- **本文抜粋**:
• • • • •

説明

ハーフホイスラー熱電材料の製造方法

【課題】液相反応焼結を用い、工業生産に適用できる簡素で短時間の製造プロセスにより、異相を含まない単相を得ることができるハーフホイスラー熱電材料の製造方法を提供する。
【解決手段】金属間化合物NbCoの固相と、Snの液相とを接触させた状態で保持することにより、金属間化合物NbCoSnから成るハーフホイスラー合金の固相を生成させる。

【発明の詳細な説明】
【技術分野】
【0001】
本発明は、化学量論組成の金属間化合物であるハーフホイスラー合金から成る熱電材料の製造方法に関する。
【背景技術】
【0002】
熱電材料は、2つの基本的な熱電効果であるゼーベック(Seebeck)効果及びペルチェ(Peltier)効果に基づき、熱エネルギと電気エネルギとの直接変換を行なうエネルギ材料である。

• • • • •

- **抽出データ**:
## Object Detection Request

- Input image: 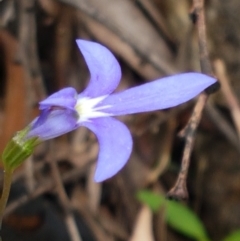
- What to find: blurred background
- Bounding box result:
[0,0,240,241]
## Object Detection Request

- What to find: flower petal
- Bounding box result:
[27,109,78,141]
[39,87,78,110]
[76,40,122,98]
[82,117,132,182]
[96,73,216,116]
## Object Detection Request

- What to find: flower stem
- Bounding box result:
[0,168,13,229]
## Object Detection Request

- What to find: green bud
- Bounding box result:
[2,128,40,170]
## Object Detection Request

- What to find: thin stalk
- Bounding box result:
[0,169,13,229]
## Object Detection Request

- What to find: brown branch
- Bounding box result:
[49,142,82,241]
[4,161,94,216]
[168,0,212,199]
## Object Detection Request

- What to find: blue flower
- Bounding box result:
[25,40,216,182]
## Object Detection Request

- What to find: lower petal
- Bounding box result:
[81,117,132,182]
[27,109,78,141]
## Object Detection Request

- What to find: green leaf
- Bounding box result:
[137,190,209,241]
[166,200,208,240]
[223,230,240,241]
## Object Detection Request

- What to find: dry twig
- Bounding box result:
[168,0,215,199]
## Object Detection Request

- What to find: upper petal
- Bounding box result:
[39,87,78,110]
[97,73,216,115]
[76,40,122,98]
[27,109,78,141]
[82,117,132,182]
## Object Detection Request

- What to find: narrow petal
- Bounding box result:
[27,109,78,141]
[82,117,132,182]
[96,73,216,116]
[76,40,122,98]
[39,87,78,110]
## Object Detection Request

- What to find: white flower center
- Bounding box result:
[75,95,110,122]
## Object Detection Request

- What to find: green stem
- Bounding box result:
[0,168,13,229]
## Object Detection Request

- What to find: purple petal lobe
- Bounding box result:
[82,117,132,182]
[39,87,78,110]
[27,109,77,141]
[76,40,122,98]
[97,73,216,116]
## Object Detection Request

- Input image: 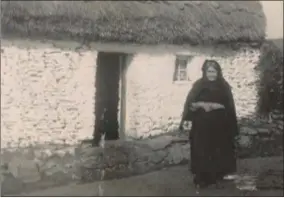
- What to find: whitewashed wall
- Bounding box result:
[1,40,259,148]
[1,41,97,148]
[126,48,260,138]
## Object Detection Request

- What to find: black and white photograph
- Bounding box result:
[0,0,284,197]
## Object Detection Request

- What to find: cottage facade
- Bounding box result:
[1,2,264,148]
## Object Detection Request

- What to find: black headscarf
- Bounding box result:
[182,60,238,134]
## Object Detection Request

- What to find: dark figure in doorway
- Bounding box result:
[180,60,238,187]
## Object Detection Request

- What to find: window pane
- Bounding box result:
[178,60,187,68]
[179,71,187,80]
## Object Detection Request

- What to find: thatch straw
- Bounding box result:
[1,1,266,44]
[258,39,284,115]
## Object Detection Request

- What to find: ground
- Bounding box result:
[8,157,283,196]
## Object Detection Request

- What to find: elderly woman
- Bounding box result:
[180,60,238,187]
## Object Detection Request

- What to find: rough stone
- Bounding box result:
[1,40,260,148]
[257,128,271,133]
[240,127,257,135]
[238,135,252,148]
[147,136,173,151]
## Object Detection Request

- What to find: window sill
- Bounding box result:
[173,80,190,85]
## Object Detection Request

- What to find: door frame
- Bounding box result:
[119,54,128,140]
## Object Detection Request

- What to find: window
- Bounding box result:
[174,55,193,81]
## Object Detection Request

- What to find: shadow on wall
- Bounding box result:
[235,39,284,157]
[256,39,283,115]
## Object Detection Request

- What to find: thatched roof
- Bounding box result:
[1,1,266,44]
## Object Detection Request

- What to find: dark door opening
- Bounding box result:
[94,52,122,145]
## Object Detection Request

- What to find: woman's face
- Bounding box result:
[206,66,218,81]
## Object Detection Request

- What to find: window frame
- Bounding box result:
[173,54,193,83]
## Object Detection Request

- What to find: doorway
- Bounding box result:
[94,52,125,145]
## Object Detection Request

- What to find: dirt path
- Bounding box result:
[9,158,283,196]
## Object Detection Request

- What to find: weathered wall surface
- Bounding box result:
[1,40,97,148]
[126,47,260,138]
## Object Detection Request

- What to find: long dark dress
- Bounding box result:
[183,79,238,184]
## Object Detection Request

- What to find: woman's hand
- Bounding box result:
[189,103,200,111]
[178,121,184,131]
[196,102,225,112]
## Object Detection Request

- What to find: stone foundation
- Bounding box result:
[1,126,283,194]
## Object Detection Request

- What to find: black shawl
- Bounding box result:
[182,61,239,135]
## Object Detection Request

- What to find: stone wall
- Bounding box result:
[1,40,97,148]
[1,40,264,148]
[126,47,260,138]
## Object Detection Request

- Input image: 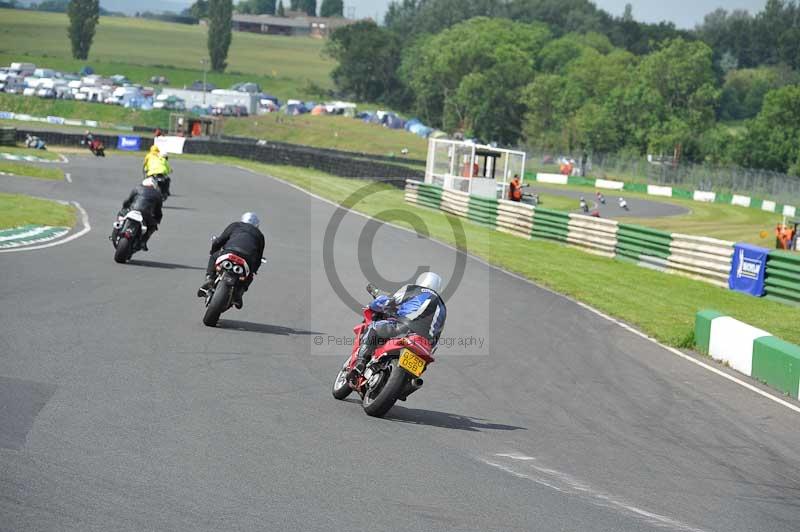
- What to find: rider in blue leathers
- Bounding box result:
[351,272,447,378]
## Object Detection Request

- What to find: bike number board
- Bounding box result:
[397,349,425,377]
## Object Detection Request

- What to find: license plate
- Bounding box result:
[397,349,425,377]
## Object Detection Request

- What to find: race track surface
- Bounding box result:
[0,157,800,532]
[525,183,690,219]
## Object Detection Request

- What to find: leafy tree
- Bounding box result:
[298,0,317,17]
[325,21,400,102]
[208,0,233,72]
[189,0,208,20]
[736,85,800,172]
[319,0,344,17]
[401,17,550,142]
[236,0,275,15]
[67,0,100,59]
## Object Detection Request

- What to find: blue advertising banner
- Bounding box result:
[728,244,769,297]
[117,135,142,151]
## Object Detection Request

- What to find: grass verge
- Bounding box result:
[0,159,64,180]
[0,146,59,161]
[224,113,428,161]
[177,156,800,348]
[0,193,76,229]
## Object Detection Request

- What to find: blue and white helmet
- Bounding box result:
[240,212,261,227]
[414,272,442,292]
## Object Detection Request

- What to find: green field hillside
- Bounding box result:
[0,9,334,99]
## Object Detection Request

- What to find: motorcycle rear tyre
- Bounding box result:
[114,238,133,264]
[361,359,408,417]
[203,282,233,327]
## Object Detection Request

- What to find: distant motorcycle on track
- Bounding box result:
[108,210,147,264]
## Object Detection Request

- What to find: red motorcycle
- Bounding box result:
[332,284,436,417]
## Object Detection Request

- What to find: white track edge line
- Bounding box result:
[214,163,800,414]
[0,200,92,253]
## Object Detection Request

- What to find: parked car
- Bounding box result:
[186,79,217,92]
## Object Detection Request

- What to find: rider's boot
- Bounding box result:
[197,274,214,297]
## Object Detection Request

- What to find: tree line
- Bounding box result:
[326,0,800,173]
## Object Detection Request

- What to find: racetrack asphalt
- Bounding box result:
[524,183,690,219]
[0,156,800,532]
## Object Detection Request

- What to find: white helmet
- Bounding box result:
[239,212,261,227]
[414,272,442,292]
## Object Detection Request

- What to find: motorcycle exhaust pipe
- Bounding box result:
[398,378,422,401]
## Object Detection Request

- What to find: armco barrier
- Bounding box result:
[764,251,800,305]
[616,224,672,271]
[667,233,733,288]
[17,130,424,188]
[531,207,569,242]
[467,196,497,227]
[567,214,619,258]
[497,200,533,238]
[694,310,800,399]
[525,172,797,217]
[405,179,736,294]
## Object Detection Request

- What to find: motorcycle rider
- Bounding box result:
[197,212,266,309]
[118,177,163,251]
[349,272,447,379]
[142,144,172,196]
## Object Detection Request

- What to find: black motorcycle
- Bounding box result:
[151,174,172,201]
[197,247,267,327]
[108,210,147,264]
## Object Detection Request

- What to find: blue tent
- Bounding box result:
[383,113,406,129]
[404,118,422,131]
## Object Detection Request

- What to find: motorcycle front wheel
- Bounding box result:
[331,357,353,401]
[361,358,408,417]
[114,237,133,264]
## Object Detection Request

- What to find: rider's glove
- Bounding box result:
[369,295,391,312]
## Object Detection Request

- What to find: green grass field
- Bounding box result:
[0,159,64,180]
[0,193,76,229]
[176,156,800,347]
[225,113,428,160]
[0,9,334,99]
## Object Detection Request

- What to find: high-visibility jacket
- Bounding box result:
[144,153,170,177]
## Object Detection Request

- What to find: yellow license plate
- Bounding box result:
[397,349,425,377]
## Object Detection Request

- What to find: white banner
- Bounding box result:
[647,185,672,198]
[155,136,186,153]
[594,179,625,190]
[693,190,717,203]
[731,194,750,207]
[536,174,567,185]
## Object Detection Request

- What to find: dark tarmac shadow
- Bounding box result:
[217,320,325,336]
[384,404,528,432]
[128,259,206,271]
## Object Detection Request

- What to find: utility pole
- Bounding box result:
[200,59,208,107]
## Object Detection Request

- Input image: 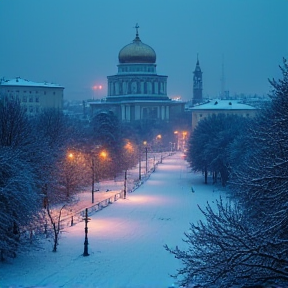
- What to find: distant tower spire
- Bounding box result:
[221,54,225,98]
[192,53,203,104]
[134,23,140,40]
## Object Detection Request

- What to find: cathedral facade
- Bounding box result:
[89,25,184,122]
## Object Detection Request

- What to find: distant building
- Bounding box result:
[89,25,185,122]
[0,77,64,115]
[192,55,203,105]
[191,99,259,132]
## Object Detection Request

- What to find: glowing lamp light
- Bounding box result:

• • • • •

- **取り組む課題**: 上の本文抜粋を、一字一句変えずに全文複写すること。 この一覧は、本文抜粋とは別の出典から取られたものである。

- **記述回答**:
説明

ハーフホイスラー熱電材料の製造方法

【課題】液相反応焼結を用い、工業生産に適用できる簡素で短時間の製造プロセスにより、異相を含まない単相を得ることができるハーフホイスラー熱電材料の製造方法を提供する。
【解決手段】金属間化合物NbCoの固相と、Snの液相とを接触させた状態で保持することにより、金属間化合物NbCoSnから成るハーフホイスラー合金の固相を生成させる。

【発明の詳細な説明】
【技術分野】
【0001】
本発明は、化学量論組成の金属間化合物であるハーフホイスラー合金から成る熱電材料の製造方法に関する。
【背景技術】
【0002】
熱電材料は、2つの基本的な熱電効果であるゼーベック(Seebeck)効果及びペルチェ(Peltier)効果に基づき、熱エネルギと電気エネルギとの直接変換を行なうエネルギ材料である。